→ **WHAT THE TASK REQUIRES**:
List every line of the entries below that contains the word "pole", matching case exactly.

→ **DATA ROWS**:
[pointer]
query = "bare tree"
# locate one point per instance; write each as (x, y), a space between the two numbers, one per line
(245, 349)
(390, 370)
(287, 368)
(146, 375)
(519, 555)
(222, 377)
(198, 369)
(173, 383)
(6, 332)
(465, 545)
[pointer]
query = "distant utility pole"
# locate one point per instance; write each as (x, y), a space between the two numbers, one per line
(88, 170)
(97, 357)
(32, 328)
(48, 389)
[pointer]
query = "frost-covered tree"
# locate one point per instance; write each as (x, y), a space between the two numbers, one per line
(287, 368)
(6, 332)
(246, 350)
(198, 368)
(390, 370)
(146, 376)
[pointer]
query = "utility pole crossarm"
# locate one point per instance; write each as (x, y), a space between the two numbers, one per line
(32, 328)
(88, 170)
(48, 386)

---

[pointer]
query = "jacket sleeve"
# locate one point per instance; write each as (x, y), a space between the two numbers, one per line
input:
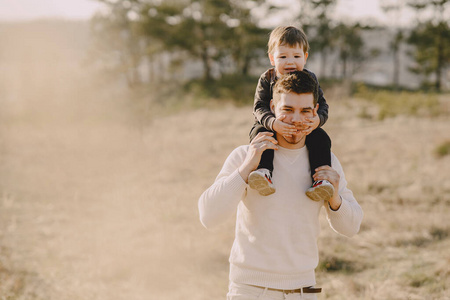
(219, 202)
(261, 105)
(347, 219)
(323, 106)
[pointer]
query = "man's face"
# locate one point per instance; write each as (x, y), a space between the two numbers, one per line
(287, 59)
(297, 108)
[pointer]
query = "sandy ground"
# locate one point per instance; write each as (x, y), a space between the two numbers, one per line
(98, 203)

→ **RESPONSE TO THE EXERCISE**:
query = "distant utility pole"
query = "utility pole crossarm"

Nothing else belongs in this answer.